╭─ Supplied information

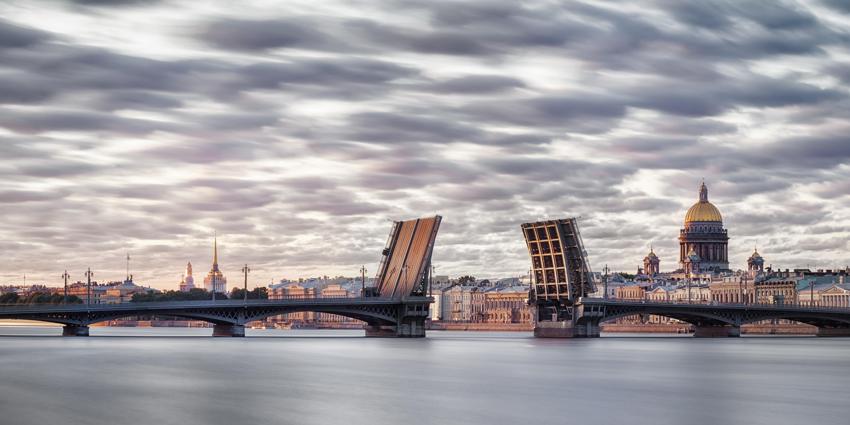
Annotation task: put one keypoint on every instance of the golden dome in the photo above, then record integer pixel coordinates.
(703, 210)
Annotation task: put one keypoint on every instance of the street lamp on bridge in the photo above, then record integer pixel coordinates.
(245, 271)
(65, 276)
(363, 281)
(89, 274)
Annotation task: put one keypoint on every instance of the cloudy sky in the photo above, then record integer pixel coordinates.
(298, 130)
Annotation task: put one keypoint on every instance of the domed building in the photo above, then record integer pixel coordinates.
(651, 263)
(704, 236)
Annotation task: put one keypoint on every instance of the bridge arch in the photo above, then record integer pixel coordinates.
(814, 319)
(372, 317)
(698, 319)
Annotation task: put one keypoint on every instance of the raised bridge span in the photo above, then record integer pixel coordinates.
(397, 306)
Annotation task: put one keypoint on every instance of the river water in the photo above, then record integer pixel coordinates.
(158, 376)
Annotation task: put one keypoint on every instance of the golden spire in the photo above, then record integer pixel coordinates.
(215, 251)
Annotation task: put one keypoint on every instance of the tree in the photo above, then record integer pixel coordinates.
(260, 293)
(9, 298)
(194, 294)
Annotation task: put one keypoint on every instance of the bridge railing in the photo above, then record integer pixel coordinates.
(712, 303)
(209, 303)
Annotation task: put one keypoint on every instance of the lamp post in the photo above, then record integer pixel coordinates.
(89, 274)
(363, 281)
(741, 289)
(433, 269)
(605, 281)
(245, 271)
(812, 293)
(65, 276)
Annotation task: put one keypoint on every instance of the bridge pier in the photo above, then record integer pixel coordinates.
(228, 330)
(411, 329)
(833, 332)
(75, 330)
(566, 329)
(717, 331)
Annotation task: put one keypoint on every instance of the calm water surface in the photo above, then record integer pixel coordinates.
(182, 376)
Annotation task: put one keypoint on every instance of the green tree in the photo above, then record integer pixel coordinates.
(466, 280)
(260, 293)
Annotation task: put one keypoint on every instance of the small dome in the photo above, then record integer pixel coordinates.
(703, 210)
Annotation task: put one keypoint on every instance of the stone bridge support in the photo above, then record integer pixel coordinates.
(823, 331)
(716, 331)
(231, 330)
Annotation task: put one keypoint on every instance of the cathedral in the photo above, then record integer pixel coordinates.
(703, 242)
(188, 282)
(215, 279)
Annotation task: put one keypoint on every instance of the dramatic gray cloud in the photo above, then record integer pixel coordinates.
(298, 130)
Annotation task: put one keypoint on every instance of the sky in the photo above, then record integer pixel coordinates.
(299, 130)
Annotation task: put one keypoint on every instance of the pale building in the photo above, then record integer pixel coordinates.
(457, 303)
(121, 293)
(215, 280)
(735, 289)
(507, 305)
(293, 291)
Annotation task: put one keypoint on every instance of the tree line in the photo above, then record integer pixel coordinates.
(38, 298)
(198, 294)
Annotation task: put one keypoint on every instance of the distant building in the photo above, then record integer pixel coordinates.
(293, 291)
(215, 280)
(651, 263)
(507, 305)
(735, 289)
(187, 283)
(121, 292)
(704, 235)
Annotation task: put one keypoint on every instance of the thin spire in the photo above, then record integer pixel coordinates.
(215, 250)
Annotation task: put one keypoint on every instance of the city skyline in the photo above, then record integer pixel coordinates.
(297, 133)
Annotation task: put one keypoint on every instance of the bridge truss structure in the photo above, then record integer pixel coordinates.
(560, 271)
(396, 307)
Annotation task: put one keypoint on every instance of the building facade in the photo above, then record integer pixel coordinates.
(187, 283)
(215, 280)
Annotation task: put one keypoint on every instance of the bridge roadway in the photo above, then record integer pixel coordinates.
(709, 320)
(391, 317)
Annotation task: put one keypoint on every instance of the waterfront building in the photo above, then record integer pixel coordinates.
(835, 296)
(778, 290)
(633, 291)
(755, 264)
(187, 283)
(738, 288)
(121, 292)
(334, 291)
(293, 291)
(507, 305)
(215, 280)
(79, 289)
(457, 303)
(703, 235)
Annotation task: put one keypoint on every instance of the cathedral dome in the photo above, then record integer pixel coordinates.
(703, 210)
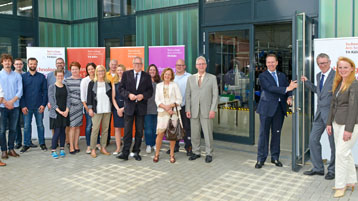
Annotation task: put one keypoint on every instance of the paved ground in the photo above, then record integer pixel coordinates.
(231, 176)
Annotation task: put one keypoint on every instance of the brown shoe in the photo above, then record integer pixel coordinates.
(4, 155)
(13, 153)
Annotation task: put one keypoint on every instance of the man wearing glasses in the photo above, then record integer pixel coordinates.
(324, 94)
(136, 87)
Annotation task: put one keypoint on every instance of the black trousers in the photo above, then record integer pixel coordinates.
(128, 130)
(186, 125)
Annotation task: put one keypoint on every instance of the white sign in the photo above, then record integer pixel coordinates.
(46, 57)
(335, 48)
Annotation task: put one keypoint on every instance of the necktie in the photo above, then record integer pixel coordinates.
(275, 77)
(321, 82)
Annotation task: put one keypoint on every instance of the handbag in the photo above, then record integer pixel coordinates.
(174, 133)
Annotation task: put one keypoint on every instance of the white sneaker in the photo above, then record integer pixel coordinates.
(148, 149)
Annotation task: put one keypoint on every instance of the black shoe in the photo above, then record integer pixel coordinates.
(137, 157)
(259, 164)
(18, 146)
(175, 150)
(43, 147)
(329, 176)
(208, 159)
(33, 145)
(24, 149)
(194, 157)
(122, 156)
(311, 173)
(276, 162)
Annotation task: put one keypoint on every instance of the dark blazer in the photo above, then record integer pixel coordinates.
(323, 97)
(344, 107)
(92, 95)
(271, 93)
(128, 86)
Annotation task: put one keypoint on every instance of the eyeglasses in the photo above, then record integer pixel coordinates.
(323, 63)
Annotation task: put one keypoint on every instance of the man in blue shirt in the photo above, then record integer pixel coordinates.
(11, 83)
(181, 77)
(33, 103)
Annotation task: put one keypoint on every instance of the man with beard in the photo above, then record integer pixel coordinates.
(11, 83)
(33, 103)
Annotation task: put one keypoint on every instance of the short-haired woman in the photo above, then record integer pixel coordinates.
(99, 103)
(167, 97)
(76, 109)
(343, 117)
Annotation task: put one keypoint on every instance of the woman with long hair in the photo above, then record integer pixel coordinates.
(150, 119)
(118, 107)
(76, 109)
(99, 103)
(90, 70)
(343, 118)
(168, 99)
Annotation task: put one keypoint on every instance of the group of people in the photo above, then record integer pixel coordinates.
(337, 113)
(143, 99)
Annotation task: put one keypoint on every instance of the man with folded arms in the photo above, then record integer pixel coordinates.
(9, 108)
(33, 103)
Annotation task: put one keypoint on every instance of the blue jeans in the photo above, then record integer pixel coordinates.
(39, 123)
(89, 130)
(11, 117)
(150, 127)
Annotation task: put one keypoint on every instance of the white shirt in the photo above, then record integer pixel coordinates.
(325, 76)
(84, 88)
(103, 102)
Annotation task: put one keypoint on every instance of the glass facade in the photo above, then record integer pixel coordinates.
(171, 28)
(6, 7)
(153, 4)
(24, 8)
(338, 18)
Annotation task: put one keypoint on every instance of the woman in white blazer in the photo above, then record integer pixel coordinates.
(167, 96)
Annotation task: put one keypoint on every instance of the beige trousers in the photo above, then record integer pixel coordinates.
(97, 121)
(345, 167)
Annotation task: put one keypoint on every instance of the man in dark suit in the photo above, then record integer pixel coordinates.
(275, 92)
(136, 87)
(324, 95)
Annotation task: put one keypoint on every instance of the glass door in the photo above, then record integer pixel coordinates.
(229, 58)
(302, 107)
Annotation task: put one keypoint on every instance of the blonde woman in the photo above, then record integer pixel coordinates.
(118, 107)
(99, 103)
(343, 119)
(166, 97)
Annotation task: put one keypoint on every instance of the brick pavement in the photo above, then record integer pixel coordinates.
(231, 176)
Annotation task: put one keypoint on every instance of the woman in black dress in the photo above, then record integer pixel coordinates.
(59, 99)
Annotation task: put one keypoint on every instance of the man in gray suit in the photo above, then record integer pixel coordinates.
(201, 106)
(324, 95)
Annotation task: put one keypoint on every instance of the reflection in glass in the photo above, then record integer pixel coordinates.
(24, 8)
(6, 7)
(129, 40)
(229, 60)
(111, 8)
(22, 44)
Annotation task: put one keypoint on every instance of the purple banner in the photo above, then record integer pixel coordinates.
(166, 56)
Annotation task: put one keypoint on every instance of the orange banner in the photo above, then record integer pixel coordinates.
(86, 55)
(125, 55)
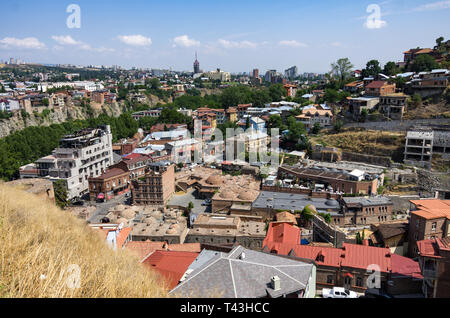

╰─

§ **Task brief**
Can you write out the data again, starting with the line that contains "of the orange" and going on through the end of the data, both ends included? Raise every pixel coordinate by 67, keep all other lines word for word, and leave the pictures out.

§ **Written reply**
Annotation task: put one keypoint on every instance of the orange banner in the photo above, then record integer pixel coordinates.
(153, 122)
(192, 122)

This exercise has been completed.